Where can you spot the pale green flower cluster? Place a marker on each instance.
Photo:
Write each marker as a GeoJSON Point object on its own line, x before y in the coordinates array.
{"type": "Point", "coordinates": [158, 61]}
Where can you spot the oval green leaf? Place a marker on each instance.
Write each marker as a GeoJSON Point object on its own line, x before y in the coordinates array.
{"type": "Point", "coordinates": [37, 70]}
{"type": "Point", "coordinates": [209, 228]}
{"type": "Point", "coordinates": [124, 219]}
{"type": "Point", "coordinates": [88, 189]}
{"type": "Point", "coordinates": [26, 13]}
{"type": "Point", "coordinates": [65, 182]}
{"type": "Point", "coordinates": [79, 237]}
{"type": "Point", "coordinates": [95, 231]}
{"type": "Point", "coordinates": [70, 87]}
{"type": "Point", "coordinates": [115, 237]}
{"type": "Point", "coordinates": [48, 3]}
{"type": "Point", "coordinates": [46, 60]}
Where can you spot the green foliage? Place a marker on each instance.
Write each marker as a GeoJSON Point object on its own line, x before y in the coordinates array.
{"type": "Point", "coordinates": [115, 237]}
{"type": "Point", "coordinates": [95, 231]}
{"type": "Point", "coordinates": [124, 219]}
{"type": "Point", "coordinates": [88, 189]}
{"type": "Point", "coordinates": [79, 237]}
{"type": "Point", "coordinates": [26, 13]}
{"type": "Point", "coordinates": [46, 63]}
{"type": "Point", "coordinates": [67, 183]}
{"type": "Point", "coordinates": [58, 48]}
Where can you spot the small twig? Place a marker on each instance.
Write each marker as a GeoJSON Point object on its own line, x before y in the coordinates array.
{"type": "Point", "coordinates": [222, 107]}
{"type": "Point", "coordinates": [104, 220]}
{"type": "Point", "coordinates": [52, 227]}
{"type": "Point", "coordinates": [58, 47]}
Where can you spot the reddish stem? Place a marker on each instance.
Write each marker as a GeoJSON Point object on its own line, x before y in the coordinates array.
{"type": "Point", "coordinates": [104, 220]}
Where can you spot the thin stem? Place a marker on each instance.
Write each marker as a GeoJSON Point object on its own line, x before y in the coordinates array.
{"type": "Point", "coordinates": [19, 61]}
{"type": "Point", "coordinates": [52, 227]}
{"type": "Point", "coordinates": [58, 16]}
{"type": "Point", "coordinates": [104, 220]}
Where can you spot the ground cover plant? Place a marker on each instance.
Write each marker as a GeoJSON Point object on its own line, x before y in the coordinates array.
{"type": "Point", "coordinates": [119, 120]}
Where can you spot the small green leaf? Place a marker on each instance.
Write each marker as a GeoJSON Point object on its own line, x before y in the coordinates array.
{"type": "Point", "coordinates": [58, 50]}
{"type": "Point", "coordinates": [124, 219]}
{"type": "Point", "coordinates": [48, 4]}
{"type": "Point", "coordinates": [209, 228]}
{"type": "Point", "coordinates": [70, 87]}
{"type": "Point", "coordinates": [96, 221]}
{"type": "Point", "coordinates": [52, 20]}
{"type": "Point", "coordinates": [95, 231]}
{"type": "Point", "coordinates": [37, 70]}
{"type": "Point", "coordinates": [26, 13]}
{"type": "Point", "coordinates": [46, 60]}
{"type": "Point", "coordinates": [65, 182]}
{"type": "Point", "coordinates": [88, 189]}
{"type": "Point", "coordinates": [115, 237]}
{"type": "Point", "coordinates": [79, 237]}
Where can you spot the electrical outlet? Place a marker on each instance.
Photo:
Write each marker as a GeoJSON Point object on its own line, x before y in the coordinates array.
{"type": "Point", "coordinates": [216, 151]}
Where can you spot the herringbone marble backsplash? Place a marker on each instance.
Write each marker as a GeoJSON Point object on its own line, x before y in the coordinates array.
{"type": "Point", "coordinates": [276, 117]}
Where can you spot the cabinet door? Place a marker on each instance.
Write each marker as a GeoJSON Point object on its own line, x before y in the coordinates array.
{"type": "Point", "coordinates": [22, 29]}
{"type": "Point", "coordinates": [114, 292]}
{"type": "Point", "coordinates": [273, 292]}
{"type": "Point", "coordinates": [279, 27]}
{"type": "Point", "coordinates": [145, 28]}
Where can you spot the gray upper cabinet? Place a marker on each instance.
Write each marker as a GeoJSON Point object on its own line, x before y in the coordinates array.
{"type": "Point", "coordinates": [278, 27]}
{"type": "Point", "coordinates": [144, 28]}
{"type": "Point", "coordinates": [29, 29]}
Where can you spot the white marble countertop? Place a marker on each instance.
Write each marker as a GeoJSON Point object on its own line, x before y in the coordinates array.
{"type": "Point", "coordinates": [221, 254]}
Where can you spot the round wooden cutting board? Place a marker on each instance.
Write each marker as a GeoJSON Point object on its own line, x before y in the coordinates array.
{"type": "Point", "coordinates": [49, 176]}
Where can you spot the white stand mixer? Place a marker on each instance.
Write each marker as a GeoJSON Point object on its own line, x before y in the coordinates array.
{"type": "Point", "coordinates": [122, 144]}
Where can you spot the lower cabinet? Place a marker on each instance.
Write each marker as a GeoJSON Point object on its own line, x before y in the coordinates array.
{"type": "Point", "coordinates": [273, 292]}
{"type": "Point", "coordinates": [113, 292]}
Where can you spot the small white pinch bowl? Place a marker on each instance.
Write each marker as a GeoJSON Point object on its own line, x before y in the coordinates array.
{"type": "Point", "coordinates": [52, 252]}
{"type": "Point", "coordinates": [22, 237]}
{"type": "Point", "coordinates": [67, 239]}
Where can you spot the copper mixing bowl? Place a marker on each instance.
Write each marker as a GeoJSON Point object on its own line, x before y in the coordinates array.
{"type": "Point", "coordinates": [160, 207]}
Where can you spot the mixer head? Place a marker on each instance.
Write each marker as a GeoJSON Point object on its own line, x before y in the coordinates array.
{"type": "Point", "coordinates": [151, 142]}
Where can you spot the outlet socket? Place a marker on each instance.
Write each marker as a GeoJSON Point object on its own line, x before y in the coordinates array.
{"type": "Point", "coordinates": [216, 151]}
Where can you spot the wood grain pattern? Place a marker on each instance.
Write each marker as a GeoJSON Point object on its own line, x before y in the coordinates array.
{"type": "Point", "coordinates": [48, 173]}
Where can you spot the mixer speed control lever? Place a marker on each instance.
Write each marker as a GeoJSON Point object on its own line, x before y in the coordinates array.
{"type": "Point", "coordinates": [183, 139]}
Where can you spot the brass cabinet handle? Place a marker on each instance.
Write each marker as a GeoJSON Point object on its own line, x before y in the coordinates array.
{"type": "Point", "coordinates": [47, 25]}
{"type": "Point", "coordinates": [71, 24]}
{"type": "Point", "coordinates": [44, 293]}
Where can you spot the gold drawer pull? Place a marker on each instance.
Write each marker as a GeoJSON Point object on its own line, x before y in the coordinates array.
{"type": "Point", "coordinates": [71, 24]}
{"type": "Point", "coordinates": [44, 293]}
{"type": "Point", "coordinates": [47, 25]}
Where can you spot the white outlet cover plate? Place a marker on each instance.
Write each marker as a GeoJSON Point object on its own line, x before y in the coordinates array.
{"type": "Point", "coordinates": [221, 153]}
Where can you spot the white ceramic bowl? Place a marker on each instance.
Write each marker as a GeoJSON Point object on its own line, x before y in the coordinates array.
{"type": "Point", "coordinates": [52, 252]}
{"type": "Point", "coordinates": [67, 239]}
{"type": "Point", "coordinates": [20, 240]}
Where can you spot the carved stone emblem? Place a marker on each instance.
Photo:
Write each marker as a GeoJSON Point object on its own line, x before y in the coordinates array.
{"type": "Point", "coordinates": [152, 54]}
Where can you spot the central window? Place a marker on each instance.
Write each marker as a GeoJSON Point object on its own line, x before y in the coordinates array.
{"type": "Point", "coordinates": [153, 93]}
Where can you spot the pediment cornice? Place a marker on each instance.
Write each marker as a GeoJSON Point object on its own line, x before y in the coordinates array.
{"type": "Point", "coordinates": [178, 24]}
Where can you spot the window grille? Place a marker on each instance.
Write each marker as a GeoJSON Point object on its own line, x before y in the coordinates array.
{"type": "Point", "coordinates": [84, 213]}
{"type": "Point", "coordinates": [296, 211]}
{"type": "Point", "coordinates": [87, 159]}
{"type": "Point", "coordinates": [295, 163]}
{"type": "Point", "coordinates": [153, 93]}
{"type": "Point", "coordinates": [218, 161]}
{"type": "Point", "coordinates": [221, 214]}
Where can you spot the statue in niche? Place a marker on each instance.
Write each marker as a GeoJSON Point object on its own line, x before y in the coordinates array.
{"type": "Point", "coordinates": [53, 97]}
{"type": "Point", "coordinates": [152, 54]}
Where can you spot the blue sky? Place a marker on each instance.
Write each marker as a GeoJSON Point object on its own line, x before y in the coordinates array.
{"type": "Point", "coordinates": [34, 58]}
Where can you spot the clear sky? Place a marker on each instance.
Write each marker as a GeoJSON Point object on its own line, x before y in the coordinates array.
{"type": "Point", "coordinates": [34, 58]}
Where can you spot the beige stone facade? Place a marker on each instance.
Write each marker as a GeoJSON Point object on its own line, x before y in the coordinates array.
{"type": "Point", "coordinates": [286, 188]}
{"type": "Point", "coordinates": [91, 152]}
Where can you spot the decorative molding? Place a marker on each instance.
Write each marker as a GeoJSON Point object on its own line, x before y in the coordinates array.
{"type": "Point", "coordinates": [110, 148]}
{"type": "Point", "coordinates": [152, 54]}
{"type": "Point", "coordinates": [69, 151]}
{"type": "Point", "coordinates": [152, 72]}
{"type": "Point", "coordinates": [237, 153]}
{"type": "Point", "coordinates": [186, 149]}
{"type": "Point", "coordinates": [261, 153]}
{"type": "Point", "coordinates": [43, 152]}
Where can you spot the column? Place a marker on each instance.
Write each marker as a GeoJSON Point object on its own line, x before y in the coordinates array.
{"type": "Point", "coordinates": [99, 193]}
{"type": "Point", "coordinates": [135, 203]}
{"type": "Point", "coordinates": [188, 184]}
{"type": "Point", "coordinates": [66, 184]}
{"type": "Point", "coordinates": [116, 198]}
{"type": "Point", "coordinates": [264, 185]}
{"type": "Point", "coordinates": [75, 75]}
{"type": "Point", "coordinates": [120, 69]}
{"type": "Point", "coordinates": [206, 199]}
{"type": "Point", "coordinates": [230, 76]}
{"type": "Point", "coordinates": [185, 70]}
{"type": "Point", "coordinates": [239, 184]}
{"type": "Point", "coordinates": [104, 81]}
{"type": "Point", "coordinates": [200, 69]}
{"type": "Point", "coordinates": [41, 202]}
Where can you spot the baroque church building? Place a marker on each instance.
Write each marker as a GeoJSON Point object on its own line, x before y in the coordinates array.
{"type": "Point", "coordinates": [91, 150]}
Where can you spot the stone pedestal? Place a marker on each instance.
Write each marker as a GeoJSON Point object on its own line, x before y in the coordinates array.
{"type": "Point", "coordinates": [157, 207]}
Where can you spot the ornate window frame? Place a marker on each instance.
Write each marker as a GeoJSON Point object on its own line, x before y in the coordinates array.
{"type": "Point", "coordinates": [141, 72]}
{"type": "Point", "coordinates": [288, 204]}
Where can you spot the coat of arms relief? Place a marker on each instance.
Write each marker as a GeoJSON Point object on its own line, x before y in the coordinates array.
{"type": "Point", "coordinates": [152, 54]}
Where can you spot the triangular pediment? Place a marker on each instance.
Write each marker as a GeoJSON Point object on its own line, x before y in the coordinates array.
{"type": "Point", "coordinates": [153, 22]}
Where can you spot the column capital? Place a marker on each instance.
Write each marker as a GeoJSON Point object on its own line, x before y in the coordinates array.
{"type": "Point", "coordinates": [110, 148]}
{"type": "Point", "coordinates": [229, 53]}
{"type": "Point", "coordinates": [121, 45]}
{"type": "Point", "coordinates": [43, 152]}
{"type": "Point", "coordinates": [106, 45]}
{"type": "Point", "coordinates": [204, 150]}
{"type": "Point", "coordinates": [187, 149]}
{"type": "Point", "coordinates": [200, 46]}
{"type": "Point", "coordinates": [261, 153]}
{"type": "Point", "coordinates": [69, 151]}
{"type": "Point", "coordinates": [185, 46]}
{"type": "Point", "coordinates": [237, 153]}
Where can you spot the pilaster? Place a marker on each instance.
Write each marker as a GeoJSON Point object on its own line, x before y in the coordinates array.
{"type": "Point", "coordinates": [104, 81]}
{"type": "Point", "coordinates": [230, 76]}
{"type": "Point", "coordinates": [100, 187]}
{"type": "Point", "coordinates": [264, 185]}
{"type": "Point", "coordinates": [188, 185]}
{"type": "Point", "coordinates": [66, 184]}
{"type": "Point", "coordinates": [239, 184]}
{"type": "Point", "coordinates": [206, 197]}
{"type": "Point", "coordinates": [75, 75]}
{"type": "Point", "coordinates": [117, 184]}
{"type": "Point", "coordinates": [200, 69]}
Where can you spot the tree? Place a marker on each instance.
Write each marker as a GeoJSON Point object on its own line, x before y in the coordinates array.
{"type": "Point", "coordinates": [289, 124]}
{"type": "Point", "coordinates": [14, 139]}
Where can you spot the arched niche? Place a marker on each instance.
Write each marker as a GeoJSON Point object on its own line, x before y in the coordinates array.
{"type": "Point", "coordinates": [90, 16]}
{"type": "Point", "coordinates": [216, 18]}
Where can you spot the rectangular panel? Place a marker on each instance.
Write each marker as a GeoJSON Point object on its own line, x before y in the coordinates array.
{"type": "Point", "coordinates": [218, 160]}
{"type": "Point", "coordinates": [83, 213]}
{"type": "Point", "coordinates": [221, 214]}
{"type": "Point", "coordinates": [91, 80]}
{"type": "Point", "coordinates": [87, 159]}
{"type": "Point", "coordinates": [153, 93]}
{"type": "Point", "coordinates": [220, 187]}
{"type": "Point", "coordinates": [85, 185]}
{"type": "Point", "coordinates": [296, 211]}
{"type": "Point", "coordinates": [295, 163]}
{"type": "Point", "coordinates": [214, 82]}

------------

[ЗАДАНИЕ] Соберите из листинга выше все строки, в которых встречается слово «leaf». Перепишите каждую такую строку полностью.

[РЕШЕНИЕ ЗАДАНИЯ]
Where can you spot the oval green leaf? Place a marker on each instance.
Where can you spot the small green leaf? Place a marker on each instance.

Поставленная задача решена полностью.